* _The task_:
In the listing below, transcribe the line that contains "Expected output, for every instance of the guitar neck, the" and all lines following it, ending with the last line. Add nothing.

* _Records supplied_:
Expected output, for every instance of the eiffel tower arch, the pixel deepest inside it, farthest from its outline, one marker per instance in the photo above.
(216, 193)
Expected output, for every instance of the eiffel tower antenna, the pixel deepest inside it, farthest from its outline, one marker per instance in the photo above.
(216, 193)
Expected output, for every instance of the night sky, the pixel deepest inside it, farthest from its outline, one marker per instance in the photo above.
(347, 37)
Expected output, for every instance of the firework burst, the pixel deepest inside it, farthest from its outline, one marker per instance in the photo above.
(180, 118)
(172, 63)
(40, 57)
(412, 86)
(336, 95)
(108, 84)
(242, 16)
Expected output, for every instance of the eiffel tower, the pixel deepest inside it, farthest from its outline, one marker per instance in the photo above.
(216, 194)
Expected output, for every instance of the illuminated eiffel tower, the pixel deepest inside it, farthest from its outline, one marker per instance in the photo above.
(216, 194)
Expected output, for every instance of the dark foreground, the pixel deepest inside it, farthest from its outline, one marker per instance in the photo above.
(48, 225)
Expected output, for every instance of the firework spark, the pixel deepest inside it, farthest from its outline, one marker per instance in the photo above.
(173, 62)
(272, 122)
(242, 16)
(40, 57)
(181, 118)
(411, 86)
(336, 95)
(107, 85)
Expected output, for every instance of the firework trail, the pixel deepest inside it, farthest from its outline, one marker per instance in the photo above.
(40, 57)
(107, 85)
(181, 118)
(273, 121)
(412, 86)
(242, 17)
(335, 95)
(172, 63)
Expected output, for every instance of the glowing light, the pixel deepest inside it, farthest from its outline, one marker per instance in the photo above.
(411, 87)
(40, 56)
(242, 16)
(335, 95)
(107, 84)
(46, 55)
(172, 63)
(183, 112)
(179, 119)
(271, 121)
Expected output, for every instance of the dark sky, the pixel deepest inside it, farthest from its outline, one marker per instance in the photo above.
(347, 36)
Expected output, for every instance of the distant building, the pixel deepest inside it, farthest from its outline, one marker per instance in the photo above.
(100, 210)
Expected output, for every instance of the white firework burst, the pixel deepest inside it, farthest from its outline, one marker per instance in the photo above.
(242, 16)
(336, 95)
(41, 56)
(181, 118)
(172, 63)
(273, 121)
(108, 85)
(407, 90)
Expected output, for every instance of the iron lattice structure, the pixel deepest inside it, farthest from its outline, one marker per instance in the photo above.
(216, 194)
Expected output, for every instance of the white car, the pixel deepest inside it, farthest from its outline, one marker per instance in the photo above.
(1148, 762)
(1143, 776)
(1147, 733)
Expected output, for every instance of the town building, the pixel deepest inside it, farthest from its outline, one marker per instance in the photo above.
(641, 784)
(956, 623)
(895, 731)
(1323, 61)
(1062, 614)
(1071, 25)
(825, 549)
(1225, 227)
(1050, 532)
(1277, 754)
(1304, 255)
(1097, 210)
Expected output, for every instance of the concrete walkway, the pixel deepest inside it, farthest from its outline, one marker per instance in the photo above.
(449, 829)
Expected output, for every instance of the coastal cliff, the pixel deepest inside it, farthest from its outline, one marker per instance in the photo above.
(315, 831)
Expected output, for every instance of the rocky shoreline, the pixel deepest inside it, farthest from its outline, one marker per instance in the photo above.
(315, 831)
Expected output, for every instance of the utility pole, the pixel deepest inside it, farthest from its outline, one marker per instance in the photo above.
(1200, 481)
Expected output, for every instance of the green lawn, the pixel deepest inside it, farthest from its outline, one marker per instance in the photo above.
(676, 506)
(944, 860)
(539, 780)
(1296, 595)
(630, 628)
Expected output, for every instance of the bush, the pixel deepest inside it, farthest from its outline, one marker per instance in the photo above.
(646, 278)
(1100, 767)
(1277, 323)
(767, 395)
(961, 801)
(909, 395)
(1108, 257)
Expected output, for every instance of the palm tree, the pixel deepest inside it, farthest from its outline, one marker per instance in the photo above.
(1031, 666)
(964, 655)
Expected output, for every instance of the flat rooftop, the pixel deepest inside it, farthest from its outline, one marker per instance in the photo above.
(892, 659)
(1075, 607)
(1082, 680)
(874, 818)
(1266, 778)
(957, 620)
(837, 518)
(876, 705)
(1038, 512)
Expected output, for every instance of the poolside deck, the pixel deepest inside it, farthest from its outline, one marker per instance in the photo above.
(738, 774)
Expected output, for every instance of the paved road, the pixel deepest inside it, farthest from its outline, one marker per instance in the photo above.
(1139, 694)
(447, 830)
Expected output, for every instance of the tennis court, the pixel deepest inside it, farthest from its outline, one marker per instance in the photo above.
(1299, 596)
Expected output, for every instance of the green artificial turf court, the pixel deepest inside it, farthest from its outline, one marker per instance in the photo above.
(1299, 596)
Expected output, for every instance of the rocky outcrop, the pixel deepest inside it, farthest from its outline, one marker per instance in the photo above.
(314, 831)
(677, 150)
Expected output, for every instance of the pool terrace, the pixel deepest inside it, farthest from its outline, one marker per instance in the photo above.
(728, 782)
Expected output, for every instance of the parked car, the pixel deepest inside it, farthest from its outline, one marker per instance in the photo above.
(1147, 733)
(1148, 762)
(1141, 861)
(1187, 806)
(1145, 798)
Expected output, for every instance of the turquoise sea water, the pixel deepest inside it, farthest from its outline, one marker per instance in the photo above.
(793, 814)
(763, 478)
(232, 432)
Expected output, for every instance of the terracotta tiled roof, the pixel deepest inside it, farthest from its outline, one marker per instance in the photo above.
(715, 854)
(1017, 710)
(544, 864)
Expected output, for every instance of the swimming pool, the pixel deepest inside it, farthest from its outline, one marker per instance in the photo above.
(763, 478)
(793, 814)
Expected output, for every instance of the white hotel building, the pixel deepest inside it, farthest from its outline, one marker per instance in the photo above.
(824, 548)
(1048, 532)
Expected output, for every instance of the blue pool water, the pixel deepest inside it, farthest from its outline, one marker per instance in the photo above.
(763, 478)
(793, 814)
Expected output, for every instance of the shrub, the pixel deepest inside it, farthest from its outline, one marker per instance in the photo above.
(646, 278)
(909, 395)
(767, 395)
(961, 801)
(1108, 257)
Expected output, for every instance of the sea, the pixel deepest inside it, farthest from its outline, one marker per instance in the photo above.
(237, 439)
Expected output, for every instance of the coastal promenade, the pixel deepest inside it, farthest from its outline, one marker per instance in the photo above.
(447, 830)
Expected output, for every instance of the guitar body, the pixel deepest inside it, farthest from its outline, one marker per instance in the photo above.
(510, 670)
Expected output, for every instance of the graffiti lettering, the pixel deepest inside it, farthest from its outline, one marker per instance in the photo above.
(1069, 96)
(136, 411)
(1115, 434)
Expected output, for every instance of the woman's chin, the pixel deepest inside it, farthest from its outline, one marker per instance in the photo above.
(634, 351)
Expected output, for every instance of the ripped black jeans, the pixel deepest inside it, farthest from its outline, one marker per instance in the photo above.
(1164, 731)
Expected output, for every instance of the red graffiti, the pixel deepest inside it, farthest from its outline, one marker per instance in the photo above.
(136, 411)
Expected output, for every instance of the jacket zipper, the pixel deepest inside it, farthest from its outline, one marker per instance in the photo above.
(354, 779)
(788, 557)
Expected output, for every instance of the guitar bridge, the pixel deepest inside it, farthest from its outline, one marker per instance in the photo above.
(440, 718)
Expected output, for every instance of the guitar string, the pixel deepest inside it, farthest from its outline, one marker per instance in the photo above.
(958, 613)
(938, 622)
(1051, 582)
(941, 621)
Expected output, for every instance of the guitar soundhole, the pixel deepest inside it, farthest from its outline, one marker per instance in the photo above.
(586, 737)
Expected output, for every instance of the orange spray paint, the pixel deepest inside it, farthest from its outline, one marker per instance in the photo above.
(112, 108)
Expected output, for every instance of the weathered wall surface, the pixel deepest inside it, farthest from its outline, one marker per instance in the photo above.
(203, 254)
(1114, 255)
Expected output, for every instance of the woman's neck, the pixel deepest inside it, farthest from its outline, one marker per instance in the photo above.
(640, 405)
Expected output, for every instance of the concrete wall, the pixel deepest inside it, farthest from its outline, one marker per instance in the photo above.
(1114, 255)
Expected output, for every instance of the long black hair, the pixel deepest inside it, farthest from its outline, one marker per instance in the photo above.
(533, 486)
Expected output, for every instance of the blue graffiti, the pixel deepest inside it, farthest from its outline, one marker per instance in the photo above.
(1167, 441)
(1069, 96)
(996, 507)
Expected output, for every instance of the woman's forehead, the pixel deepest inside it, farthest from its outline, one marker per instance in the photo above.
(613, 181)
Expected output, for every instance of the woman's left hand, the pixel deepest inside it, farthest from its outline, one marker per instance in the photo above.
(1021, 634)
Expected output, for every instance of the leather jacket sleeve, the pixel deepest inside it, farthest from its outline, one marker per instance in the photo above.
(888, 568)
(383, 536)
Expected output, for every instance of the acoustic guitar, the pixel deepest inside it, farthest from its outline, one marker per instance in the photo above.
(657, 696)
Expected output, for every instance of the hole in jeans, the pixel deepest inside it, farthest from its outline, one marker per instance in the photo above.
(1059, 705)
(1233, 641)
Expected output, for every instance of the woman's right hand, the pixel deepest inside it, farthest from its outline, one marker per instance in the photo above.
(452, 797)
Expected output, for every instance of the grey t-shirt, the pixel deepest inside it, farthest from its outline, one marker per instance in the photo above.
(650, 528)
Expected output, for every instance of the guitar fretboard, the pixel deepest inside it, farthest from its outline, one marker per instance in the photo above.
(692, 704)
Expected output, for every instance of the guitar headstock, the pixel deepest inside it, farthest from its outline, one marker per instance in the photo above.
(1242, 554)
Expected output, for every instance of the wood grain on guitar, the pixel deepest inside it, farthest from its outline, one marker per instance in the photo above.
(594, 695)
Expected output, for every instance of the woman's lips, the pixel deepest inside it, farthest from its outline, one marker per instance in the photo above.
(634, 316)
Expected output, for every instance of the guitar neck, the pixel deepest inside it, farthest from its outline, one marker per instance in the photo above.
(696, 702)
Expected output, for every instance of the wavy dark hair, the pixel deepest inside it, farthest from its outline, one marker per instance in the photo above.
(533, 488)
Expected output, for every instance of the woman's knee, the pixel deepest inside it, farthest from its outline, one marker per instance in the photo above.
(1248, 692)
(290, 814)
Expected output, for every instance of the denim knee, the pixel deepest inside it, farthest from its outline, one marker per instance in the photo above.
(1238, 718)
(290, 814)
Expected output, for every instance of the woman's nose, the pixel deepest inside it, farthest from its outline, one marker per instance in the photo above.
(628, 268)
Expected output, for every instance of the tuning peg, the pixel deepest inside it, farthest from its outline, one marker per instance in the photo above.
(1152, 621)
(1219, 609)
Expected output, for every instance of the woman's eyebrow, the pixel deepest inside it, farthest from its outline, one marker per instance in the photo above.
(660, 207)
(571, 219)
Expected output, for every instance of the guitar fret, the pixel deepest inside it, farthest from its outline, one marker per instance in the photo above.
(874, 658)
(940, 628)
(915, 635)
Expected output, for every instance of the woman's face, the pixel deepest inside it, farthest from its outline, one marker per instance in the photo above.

* _Solved exercise_:
Expected output, for every instance of the guitar neck, the pixel deepest inside it, farthest from its outline, one marker per instance in the photo above.
(696, 702)
Expected output, for every instance of the wavy dark hair, the pixel deepest inside it, farthest from its outline, one marker per instance in the photo above.
(533, 488)
Expected output, for every instance of the woman's knee, the pixel deepest inside it, farthest from its outline, one marker per instance in the photo above.
(1248, 692)
(290, 814)
Expected output, for every instance of the denim knee, the pixel deepest inside it, farthest from its outline, one marker per instance in the photo above.
(1238, 718)
(290, 814)
Expected output, for every instance of the woman's nose, the pixel deepest inside it, farthest from its outline, one marker per instance in the photo above.
(628, 268)
Expected output, for every instance of the tuning peg, the pixel deepest inside it, farthest from its outline, one marker per instance in the photo above.
(1152, 621)
(1219, 609)
Expected output, for every instance of the woman's eyebrow, the pixel deepest inside it, farthest from its outline, one marker per instance in the photo above.
(660, 207)
(571, 219)
Expected output, for every instance of the guitar fret, the pixel deepest inside it, farthest from its outline, one marker per instance in the photo above.
(874, 658)
(940, 628)
(915, 635)
Expected output, for every instance of the woman's face, the pixel deepest inside it, farthest from its outline, one marker per instance in the photo above.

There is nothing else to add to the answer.